**Required task**
Put every item below into a numbered list, leaving out any blank lines.

[START OF Provided data]

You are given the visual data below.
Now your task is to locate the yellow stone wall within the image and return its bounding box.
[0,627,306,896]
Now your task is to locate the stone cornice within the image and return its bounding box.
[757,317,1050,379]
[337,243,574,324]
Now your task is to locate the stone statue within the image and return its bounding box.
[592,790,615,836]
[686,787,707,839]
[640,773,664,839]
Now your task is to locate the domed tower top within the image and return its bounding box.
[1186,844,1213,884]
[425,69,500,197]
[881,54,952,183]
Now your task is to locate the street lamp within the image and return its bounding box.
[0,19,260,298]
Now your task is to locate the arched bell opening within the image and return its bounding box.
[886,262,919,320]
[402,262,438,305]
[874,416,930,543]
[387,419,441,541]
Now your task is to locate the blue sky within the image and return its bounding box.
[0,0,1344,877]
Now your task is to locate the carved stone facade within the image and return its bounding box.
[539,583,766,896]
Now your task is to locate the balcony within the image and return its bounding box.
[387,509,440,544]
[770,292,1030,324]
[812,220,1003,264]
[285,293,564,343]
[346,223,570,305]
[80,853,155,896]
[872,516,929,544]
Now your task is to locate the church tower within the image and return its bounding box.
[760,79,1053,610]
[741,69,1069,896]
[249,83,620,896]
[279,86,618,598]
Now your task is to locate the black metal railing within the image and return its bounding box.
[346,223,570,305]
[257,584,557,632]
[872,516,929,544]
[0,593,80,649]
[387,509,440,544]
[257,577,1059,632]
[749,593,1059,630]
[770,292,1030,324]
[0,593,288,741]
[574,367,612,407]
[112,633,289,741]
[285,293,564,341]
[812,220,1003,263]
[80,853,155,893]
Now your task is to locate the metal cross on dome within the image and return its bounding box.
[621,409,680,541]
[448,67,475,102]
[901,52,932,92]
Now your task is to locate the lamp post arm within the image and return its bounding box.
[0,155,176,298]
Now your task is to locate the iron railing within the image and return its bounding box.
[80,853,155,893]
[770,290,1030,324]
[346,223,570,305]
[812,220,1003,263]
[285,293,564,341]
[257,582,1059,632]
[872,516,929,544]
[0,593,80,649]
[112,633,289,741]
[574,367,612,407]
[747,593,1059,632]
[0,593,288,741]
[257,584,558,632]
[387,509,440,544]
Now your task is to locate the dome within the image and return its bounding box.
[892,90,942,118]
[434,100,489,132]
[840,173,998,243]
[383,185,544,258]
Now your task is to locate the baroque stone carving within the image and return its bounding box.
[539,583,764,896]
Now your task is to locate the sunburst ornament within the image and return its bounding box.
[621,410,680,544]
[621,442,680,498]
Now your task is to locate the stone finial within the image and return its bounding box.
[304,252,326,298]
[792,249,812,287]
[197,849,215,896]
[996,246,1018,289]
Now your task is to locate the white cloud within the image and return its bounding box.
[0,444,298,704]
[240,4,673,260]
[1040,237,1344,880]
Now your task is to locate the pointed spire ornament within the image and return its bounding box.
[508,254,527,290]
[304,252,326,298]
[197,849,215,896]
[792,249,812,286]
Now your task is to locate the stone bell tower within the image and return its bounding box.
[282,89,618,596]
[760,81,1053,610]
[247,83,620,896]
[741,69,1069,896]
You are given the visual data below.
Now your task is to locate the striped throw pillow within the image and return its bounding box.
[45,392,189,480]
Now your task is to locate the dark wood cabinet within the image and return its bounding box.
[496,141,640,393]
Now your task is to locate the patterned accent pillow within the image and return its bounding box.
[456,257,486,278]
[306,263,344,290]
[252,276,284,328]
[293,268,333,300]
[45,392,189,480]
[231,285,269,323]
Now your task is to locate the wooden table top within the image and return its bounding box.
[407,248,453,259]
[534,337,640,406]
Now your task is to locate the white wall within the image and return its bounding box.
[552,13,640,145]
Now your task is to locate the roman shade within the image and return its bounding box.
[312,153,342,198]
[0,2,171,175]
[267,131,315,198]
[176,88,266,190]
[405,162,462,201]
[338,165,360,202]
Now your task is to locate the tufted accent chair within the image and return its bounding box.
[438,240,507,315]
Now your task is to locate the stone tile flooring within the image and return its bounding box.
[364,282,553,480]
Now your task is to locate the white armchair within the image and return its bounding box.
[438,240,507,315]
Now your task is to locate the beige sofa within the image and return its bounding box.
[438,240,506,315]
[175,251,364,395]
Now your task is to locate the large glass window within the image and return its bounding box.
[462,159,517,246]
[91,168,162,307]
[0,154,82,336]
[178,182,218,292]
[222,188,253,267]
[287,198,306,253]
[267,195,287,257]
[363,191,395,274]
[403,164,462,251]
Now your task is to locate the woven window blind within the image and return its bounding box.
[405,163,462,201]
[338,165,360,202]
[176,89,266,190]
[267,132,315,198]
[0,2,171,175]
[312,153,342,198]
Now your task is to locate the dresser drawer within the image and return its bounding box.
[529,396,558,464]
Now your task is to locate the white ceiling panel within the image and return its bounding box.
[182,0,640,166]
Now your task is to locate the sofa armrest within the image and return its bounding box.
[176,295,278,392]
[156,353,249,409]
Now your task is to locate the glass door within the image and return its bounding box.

[END OF Provided data]

**Reply to the task**
1. You are given the visual data below.
2. Now your task is to locate the yellow stone wall within the image and return its bounding box.
3. [0,627,306,896]
4. Now your task is to locate the stone cornice within the image and return its bounding box.
5. [757,317,1050,379]
6. [337,243,574,324]
7. Now your task is to locate the stone statue within the image and return its bounding box.
8. [592,790,615,836]
9. [686,787,707,839]
10. [640,773,664,839]
11. Now your task is to locate the domed tower top within the image and return its bounding box.
12. [1186,844,1213,884]
13. [425,69,500,197]
14. [881,54,952,183]
15. Now your task is to locate the street lamp within the image and return its bounding box.
16. [0,19,260,298]
17. Now your task is to locate the arched bell opening within the image and return its bounding box.
18. [886,262,919,320]
19. [402,262,438,305]
20. [874,416,930,543]
21. [387,419,441,541]
22. Now your task is to locate the blue sky within the image and return its bounding box.
23. [0,0,1344,877]
24. Now your task is to locate the carved stone facade within the image and return its bounding box.
25. [539,583,766,896]
26. Now your task is to locate the balcony within the image and return its bounding box.
27. [387,509,440,544]
28. [770,292,1030,324]
29. [812,220,1003,264]
30. [285,293,564,343]
31. [346,223,570,305]
32. [80,853,155,896]
33. [872,516,929,544]
34. Now your task is to locate the church tower within the image and return its bounding box.
35. [760,79,1053,610]
36. [741,69,1069,896]
37. [249,83,620,896]
38. [279,86,618,598]
39. Now your task is to locate the black metal railing within the image and return its bounding box.
40. [346,223,570,305]
41. [257,584,557,632]
42. [872,516,929,544]
43. [0,593,80,649]
44. [387,509,440,544]
45. [257,577,1059,632]
46. [749,593,1059,630]
47. [770,292,1030,324]
48. [0,593,288,741]
49. [574,367,612,407]
50. [112,633,289,741]
51. [285,293,564,341]
52. [812,220,1003,263]
53. [80,853,155,893]
54. Now your task is to locate the metal cross on dome within the image and return its bounding box.
55. [621,409,680,541]
56. [448,67,475,102]
57. [901,52,932,92]
58. Now your task is to locate the lamp post arm within the image and return its bounding box.
59. [0,155,176,298]
60. Now your task is to locate the iron railing within the image and return its bounding box.
61. [80,853,155,893]
62. [770,290,1030,324]
63. [346,223,570,305]
64. [812,220,1003,263]
65. [285,293,564,341]
66. [257,582,1059,632]
67. [872,516,929,544]
68. [0,593,80,649]
69. [112,633,289,741]
70. [574,367,612,407]
71. [747,593,1059,632]
72. [0,593,288,741]
73. [257,584,558,632]
74. [387,509,440,544]
75. Now your task is to locate the dome within the image and return its bounding box.
76. [892,90,942,118]
77. [434,100,489,132]
78. [840,173,998,243]
79. [383,185,544,258]
80. Now your task is to locate the baroque stone carving within the image and return its bounding box.
81. [539,583,764,896]
82. Now your task is to locate the sunburst ornament within the image and return its bounding box.
83. [621,410,680,544]
84. [621,442,680,498]
85. Now your task is to locate the stone finial within the image and return its bounding box.
86. [304,252,326,298]
87. [792,249,812,287]
88. [197,849,215,896]
89. [996,246,1018,289]
90. Now your task is to locate the white cloud within the image and return its bounding box.
91. [0,444,298,704]
92. [240,4,673,260]
93. [1040,237,1344,880]
94. Now your task is to locate the pointed spire ornament within the image and return its bounding box.
95. [508,254,527,290]
96. [304,252,326,298]
97. [197,849,215,896]
98. [792,249,812,286]
99. Now your task is to locate the stone bell tower within the image and return its bounding box.
100. [282,89,618,596]
101. [760,81,1053,610]
102. [247,83,620,896]
103. [741,69,1069,896]
104. You are given the visual data below.
105. Now your task is to locate the striped throw pillow within the image and return its bounding box.
106. [45,392,189,480]
107. Now your task is to locate the dark wood cabinet within the image and return its bounding box.
108. [496,141,640,393]
109. Now your task is to locate the patterned accent pillow within the image and return its bounding box.
110. [456,257,486,278]
111. [306,263,344,290]
112. [252,276,284,328]
113. [293,268,333,300]
114. [45,392,189,480]
115. [231,285,269,323]
116. Now your task is to locate the wooden table top within the image and return its bounding box.
117. [407,248,453,259]
118. [534,337,640,406]
119. Now your task is to locate the white wall within the image and return its bounding box.
120. [552,13,640,145]
121. Now your task is to locate the roman shade within the image and return its bounding box.
122. [312,153,342,198]
123. [0,2,171,175]
124. [267,131,315,198]
125. [176,88,266,190]
126. [405,162,462,201]
127. [338,165,360,202]
128. Now your task is to locate the tufted accent chair within the image and return its bounding box.
129. [438,240,507,315]
130. Now your task is to locate the stone tile flooring within the image and return its bounding box.
131. [364,282,553,480]
132. Now your task is to locate the white armchair within the image and return its bounding box.
133. [438,240,507,315]
134. Now your task is to locate the beige sofa within the image and return its bounding box.
135. [438,240,506,315]
136. [175,251,364,395]
137. Now your task is to locate the large glass window within the image and return its bounding box.
138. [462,159,517,246]
139. [91,168,162,307]
140. [0,154,82,336]
141. [178,182,218,292]
142. [222,188,253,267]
143. [287,198,306,253]
144. [267,195,287,257]
145. [363,191,395,274]
146. [403,164,462,251]
147. Now your task is to locate the woven window blind within the image and return its bounding box.
148. [405,163,462,201]
149. [338,165,360,202]
150. [176,89,266,190]
151. [267,132,315,198]
152. [0,2,171,175]
153. [312,153,342,198]
154. Now your task is to locate the dresser drawer within the image and return its bounding box.
155. [529,396,558,464]
156. Now your task is to locate the white ceiling panel within the image and return its bounding box.
157. [182,0,640,166]
158. Now your task is to locate the sofa armrest within the image and return its bounding box.
159. [176,295,278,392]
160. [156,353,249,409]
161. Now your task is to locate the glass door within the image and return its bounding box.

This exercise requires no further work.